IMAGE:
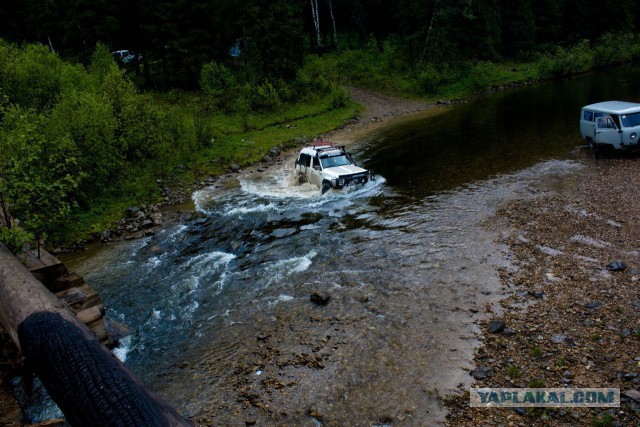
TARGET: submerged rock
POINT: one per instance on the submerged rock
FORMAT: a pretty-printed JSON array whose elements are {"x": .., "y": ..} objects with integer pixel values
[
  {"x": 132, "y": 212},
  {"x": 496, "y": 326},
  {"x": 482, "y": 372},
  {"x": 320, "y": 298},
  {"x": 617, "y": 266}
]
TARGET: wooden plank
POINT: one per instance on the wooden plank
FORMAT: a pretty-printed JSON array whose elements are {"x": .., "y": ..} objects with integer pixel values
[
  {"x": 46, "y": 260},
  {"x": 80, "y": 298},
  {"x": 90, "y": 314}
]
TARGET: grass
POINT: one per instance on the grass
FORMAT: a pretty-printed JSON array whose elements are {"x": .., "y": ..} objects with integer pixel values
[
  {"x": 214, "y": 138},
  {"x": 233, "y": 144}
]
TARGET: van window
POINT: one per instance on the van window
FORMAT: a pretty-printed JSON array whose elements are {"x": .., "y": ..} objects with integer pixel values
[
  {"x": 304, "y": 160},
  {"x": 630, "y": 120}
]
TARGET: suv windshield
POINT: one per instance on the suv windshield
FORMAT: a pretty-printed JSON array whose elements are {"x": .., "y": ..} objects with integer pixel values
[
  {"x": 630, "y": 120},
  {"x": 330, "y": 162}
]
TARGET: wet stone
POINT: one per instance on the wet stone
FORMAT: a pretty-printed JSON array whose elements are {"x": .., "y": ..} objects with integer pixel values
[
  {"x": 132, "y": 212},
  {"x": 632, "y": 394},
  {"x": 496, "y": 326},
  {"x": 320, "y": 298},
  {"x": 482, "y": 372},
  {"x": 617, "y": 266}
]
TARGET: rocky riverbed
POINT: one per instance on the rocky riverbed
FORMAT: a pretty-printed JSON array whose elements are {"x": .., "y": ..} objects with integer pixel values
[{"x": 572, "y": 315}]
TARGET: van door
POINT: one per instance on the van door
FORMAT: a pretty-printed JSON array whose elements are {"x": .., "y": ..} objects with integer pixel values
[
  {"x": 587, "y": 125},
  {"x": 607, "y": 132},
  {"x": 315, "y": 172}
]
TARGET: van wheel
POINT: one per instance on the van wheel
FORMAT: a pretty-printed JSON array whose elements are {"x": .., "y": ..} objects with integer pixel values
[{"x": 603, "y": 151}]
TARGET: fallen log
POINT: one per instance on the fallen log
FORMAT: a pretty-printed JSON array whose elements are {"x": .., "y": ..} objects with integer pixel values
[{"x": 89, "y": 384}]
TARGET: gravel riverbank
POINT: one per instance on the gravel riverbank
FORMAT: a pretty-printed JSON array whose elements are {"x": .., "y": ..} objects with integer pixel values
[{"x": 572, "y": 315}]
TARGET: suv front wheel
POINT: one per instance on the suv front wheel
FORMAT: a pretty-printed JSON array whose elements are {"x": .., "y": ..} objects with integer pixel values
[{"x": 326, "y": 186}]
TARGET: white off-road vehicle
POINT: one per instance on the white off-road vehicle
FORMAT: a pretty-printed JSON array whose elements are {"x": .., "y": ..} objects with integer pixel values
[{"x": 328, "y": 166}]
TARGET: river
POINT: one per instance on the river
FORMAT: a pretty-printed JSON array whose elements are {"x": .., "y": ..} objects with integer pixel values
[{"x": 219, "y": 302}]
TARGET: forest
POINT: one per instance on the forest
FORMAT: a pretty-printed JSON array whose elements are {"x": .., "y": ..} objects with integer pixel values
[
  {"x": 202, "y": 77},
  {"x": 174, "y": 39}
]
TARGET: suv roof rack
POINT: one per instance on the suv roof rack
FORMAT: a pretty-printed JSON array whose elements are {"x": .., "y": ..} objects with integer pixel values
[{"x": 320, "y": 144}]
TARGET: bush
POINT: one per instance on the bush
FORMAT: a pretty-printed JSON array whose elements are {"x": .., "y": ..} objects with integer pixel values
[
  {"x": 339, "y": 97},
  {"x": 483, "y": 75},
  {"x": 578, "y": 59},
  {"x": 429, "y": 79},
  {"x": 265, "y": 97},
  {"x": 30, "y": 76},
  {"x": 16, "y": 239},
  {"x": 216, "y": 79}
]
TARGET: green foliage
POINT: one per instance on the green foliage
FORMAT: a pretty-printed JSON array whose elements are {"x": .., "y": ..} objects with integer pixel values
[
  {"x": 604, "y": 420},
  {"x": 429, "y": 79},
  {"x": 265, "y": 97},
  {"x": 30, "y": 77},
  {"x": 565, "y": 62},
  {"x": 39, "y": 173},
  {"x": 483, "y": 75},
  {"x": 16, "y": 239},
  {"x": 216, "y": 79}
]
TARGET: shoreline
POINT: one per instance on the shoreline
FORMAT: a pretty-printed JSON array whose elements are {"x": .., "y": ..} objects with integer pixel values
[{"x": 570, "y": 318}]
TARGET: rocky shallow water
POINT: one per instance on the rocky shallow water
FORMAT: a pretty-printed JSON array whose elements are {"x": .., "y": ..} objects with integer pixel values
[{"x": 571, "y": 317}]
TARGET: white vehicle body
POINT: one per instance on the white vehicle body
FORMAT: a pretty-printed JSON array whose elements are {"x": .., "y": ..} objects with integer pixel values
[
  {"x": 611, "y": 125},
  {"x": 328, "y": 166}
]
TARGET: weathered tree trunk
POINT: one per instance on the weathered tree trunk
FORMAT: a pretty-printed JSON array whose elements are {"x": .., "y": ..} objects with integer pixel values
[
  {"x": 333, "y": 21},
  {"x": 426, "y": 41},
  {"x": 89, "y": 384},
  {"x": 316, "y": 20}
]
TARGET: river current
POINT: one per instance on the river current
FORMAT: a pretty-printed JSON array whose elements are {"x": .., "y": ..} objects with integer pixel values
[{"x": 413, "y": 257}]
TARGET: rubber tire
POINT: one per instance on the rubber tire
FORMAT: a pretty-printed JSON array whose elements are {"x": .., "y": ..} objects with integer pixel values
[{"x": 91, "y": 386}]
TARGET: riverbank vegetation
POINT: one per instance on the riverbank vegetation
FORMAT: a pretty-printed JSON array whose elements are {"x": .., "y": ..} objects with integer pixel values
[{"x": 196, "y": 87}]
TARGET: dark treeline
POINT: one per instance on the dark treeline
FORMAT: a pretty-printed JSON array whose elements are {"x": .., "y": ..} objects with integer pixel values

━━━━

● **Set exercise**: Quote every record above exactly, leaving out the pictures.

● **Response to the exercise**:
IMAGE:
TARGET: submerged rock
POINT: one per instance on the submerged rock
FORMAT: a pretty-printed JSON array whose elements are {"x": .., "y": ..} objects with integer pixel values
[
  {"x": 132, "y": 212},
  {"x": 496, "y": 326},
  {"x": 482, "y": 372},
  {"x": 320, "y": 298},
  {"x": 617, "y": 266}
]
TARGET: wooden plank
POINT: one per instance on the wooden plank
FORMAT: a pretty-printed JSON array whose elements are {"x": .., "y": ..} objects with integer pixel values
[
  {"x": 46, "y": 260},
  {"x": 80, "y": 298},
  {"x": 90, "y": 314}
]
TARGET: grass
POINT: one per instance on the grass
FORMAT: a pretty-printed JSON array whose elements are {"x": .., "y": ..} objects with integer pixel values
[
  {"x": 214, "y": 138},
  {"x": 233, "y": 144}
]
TARGET: van window
POINT: one per instance on the van window
FORMAT: a pretty-printed JSON array whose elements are {"x": .., "y": ..} objects with integer pixel values
[
  {"x": 304, "y": 160},
  {"x": 630, "y": 120}
]
TARGET: suv windshield
POINT: one per instance on the suv windshield
FORMAT: a pretty-printed JSON array whose elements are {"x": .., "y": ..} objects with integer pixel values
[
  {"x": 630, "y": 120},
  {"x": 330, "y": 162}
]
TARGET: wet stone
POINT: one per instance on the wet stone
FORMAT: a pretty-printed JSON array whose elements are {"x": .., "y": ..} objects with integer pixel values
[
  {"x": 132, "y": 212},
  {"x": 632, "y": 394},
  {"x": 496, "y": 326},
  {"x": 320, "y": 298},
  {"x": 482, "y": 372},
  {"x": 617, "y": 266}
]
TARGET: rocky riverbed
POINT: one per instance on the rocky riverbed
FORMAT: a pretty-printed JSON array whose elements are {"x": .., "y": ..} objects with integer pixel values
[{"x": 572, "y": 315}]
TARGET: van door
POINT: one per instance on the van door
FORMAT: a pretty-printed JSON array whose elements are {"x": .., "y": ..} objects with integer pixel values
[
  {"x": 587, "y": 125},
  {"x": 607, "y": 132},
  {"x": 315, "y": 172}
]
TARGET: van wheel
POINT: one per instance on the van wheel
FORMAT: a pretty-printed JSON array whose elements are {"x": .., "y": ..} objects with integer pixel values
[{"x": 603, "y": 151}]
TARGET: fallen log
POINT: one per instance on the fallen log
FORMAT: a pretty-printed JSON array whose elements are {"x": .., "y": ..} objects with integer pixel values
[{"x": 89, "y": 384}]
TARGET: gravel riverbank
POINT: one per instance on the gravel riverbank
FORMAT: a pretty-printed JSON array whose elements are {"x": .., "y": ..} objects with integer pixel values
[{"x": 572, "y": 315}]
TARGET: suv front wheel
POINT: one per instance on the suv front wheel
FORMAT: a pretty-printed JSON array whose elements are {"x": .., "y": ..} objects with integer pixel values
[{"x": 326, "y": 186}]
TARGET: white off-road vehicle
POINT: one per instance on the white off-road vehicle
FORMAT: a pretty-printed JSON array whose elements are {"x": .., "y": ..} objects with integer pixel values
[{"x": 328, "y": 166}]
TARGET: river
POINT: one per instance on the river
FORMAT: a pretty-printed JSON array whose elements are {"x": .., "y": ..} objects with integer pixel values
[{"x": 219, "y": 302}]
TARGET: forest
POINT: one per instance on the forest
FORMAT: a pretty-printed JSON array whose elements are {"x": .., "y": ..} objects with integer pixel values
[
  {"x": 202, "y": 77},
  {"x": 174, "y": 39}
]
TARGET: suv roof rack
POINT: one per instance on the suv roof rack
FORMAT: a pretty-printed JSON array whose elements are {"x": .., "y": ..} objects with integer pixel values
[{"x": 320, "y": 144}]
TARGET: bush
POINT: one per instance on the bush
FORMAT: a pretty-printed JSON array whose elements are {"x": .., "y": ..} objects with integer pixel values
[
  {"x": 339, "y": 97},
  {"x": 483, "y": 75},
  {"x": 578, "y": 59},
  {"x": 429, "y": 79},
  {"x": 265, "y": 97},
  {"x": 30, "y": 76},
  {"x": 16, "y": 239},
  {"x": 216, "y": 79}
]
TARGET: green foliage
POINT: one per instance on the green foliage
FORMAT: a pretty-printed JSON array whose elements are {"x": .., "y": ..} objects with integer pixel values
[
  {"x": 604, "y": 420},
  {"x": 429, "y": 79},
  {"x": 265, "y": 97},
  {"x": 30, "y": 77},
  {"x": 565, "y": 62},
  {"x": 39, "y": 173},
  {"x": 483, "y": 75},
  {"x": 16, "y": 239},
  {"x": 216, "y": 79}
]
TARGET: shoreline
POINT: one per instance on the shoreline
FORMAT: a pretty-printed JSON array whose elements are {"x": .., "y": ..} objects with integer pixel values
[{"x": 570, "y": 318}]
TARGET: rocky shallow water
POINT: one per instance on the rocky shallow water
FORMAT: a pretty-printed JSON array whose elements are {"x": .., "y": ..} objects with integer pixel values
[{"x": 571, "y": 317}]
TARGET: white vehicle body
POINT: one per instance on the white vehicle body
FORMAT: a pretty-printed JSON array whose elements are {"x": .., "y": ..} objects with integer pixel values
[
  {"x": 611, "y": 125},
  {"x": 328, "y": 166}
]
TARGET: weathered tree trunk
POINT: one per instance on the weathered tree trunk
FORMAT: a pretty-printed JSON array whose elements are {"x": .., "y": ..} objects with integer pixel values
[
  {"x": 333, "y": 21},
  {"x": 426, "y": 41},
  {"x": 89, "y": 384},
  {"x": 316, "y": 20}
]
TARGET: river current
POINT: one per instance on the river current
FORMAT: a pretty-printed JSON array whose elements are {"x": .., "y": ..} objects with integer pixel values
[{"x": 413, "y": 257}]
TARGET: rubber tire
POINT: one per instance on the rubber tire
FORMAT: a pretty-printed JSON array whose elements are {"x": .., "y": ..} objects with integer pixel values
[{"x": 91, "y": 386}]
TARGET: riverbank vegetation
POINT: one per instance on the riverbank vegetation
FORMAT: a pretty-printed JSON array whose elements are {"x": .., "y": ..} objects with integer pixel values
[{"x": 196, "y": 87}]
TARGET: dark treeline
POINT: one per instance on the dark treeline
FORMAT: a pretty-printed JSON array whose elements are {"x": .., "y": ..} objects with integer pixel values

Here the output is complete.